*EXERCISE GOAL*.
Count the lines below that contain the word "building" and give only the number.

*Lines excerpted from a collection*.
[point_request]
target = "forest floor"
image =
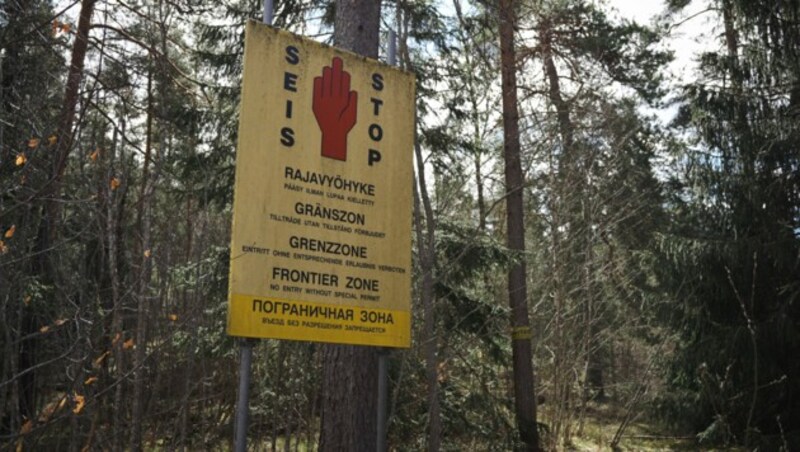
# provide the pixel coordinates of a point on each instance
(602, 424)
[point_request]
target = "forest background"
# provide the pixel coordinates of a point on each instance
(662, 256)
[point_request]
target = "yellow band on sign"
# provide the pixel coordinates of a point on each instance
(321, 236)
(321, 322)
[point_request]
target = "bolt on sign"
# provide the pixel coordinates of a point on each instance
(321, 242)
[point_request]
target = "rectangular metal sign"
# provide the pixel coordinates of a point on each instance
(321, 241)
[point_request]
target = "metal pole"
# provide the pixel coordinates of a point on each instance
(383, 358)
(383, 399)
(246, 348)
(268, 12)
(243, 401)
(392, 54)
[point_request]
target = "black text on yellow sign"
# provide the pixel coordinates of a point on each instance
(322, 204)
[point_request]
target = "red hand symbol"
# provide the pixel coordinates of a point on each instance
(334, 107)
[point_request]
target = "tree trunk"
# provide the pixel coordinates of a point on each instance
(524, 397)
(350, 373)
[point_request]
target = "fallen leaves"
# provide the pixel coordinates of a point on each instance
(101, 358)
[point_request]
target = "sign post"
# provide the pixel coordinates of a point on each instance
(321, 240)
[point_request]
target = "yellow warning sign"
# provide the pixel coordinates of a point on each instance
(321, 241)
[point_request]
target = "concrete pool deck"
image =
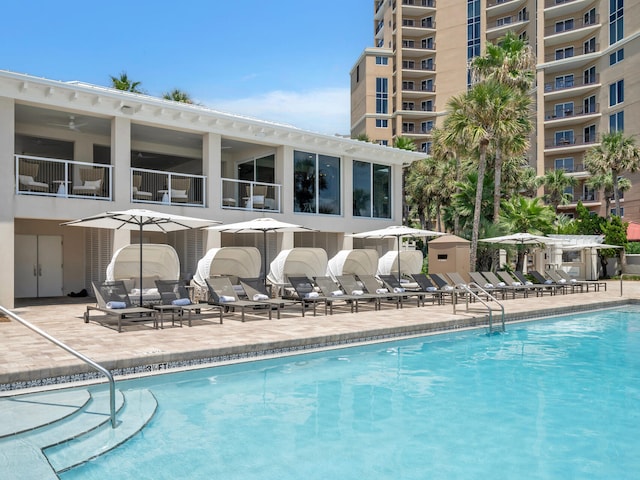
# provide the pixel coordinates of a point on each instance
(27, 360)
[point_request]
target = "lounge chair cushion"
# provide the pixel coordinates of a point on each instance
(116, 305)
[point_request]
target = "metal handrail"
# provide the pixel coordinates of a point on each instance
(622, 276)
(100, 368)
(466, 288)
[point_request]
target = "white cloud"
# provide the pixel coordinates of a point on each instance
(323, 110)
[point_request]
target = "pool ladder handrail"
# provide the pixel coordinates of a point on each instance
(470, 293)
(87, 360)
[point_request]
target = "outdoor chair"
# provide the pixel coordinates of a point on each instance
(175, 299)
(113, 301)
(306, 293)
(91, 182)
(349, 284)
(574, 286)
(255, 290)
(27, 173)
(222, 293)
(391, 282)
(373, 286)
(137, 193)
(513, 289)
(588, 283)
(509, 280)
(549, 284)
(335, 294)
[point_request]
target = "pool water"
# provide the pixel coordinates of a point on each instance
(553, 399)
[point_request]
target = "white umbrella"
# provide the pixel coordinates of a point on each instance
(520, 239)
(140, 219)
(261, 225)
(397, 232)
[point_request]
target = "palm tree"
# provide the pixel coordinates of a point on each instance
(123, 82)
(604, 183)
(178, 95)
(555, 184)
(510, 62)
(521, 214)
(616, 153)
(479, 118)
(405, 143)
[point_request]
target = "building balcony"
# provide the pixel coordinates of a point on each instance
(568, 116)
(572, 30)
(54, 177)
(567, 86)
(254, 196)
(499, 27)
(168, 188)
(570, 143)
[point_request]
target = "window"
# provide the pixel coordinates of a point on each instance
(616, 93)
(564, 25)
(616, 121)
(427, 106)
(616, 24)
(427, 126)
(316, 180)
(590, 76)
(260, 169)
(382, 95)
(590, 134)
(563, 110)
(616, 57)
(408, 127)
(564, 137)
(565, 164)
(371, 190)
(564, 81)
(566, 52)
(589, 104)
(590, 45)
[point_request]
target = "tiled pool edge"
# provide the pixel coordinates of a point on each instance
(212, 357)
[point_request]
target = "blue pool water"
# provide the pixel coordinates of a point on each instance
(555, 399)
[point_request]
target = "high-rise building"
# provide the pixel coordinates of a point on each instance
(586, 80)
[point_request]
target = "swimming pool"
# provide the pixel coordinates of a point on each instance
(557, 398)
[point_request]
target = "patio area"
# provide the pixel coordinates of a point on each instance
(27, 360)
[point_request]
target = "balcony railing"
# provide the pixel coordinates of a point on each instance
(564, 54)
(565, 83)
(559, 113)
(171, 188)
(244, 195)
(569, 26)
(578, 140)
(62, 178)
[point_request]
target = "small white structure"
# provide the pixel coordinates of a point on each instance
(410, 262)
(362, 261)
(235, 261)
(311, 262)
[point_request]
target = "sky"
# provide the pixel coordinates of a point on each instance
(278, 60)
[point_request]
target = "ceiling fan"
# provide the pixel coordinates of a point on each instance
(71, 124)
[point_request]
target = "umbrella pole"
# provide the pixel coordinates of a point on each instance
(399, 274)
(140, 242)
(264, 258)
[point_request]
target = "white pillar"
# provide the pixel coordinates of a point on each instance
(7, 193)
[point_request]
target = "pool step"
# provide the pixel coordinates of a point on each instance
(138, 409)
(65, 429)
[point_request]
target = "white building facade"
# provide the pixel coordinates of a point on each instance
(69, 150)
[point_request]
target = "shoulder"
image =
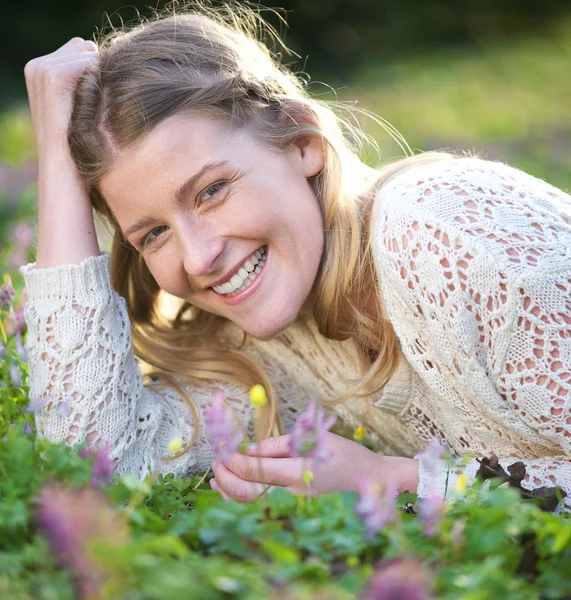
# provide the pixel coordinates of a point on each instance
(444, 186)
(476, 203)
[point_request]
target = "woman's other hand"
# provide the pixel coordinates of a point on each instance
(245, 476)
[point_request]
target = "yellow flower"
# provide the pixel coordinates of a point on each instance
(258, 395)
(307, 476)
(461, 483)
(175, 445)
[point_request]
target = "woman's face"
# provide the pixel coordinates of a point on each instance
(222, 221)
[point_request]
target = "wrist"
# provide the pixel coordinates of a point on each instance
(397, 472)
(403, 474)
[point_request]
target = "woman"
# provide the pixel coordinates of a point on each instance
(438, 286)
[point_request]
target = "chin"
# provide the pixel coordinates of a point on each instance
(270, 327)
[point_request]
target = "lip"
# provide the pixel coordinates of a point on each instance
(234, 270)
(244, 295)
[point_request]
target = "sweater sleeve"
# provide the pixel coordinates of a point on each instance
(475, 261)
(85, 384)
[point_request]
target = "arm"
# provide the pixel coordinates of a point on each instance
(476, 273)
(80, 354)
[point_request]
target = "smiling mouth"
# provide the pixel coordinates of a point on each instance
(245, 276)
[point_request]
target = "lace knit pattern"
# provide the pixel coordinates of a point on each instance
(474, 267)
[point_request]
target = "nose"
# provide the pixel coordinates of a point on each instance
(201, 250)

==

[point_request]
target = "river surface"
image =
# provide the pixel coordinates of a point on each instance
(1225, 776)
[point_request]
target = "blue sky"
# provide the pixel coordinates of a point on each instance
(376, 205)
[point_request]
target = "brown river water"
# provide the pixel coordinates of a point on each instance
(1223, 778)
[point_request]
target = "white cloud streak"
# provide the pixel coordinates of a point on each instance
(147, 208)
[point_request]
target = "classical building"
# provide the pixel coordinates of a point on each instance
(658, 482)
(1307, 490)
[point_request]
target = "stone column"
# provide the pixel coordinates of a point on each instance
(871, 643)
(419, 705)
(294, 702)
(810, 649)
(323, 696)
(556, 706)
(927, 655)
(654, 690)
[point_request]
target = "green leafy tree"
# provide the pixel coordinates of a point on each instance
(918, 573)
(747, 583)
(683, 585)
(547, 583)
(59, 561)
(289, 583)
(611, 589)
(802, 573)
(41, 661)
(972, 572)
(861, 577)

*FINAL RESULT*.
4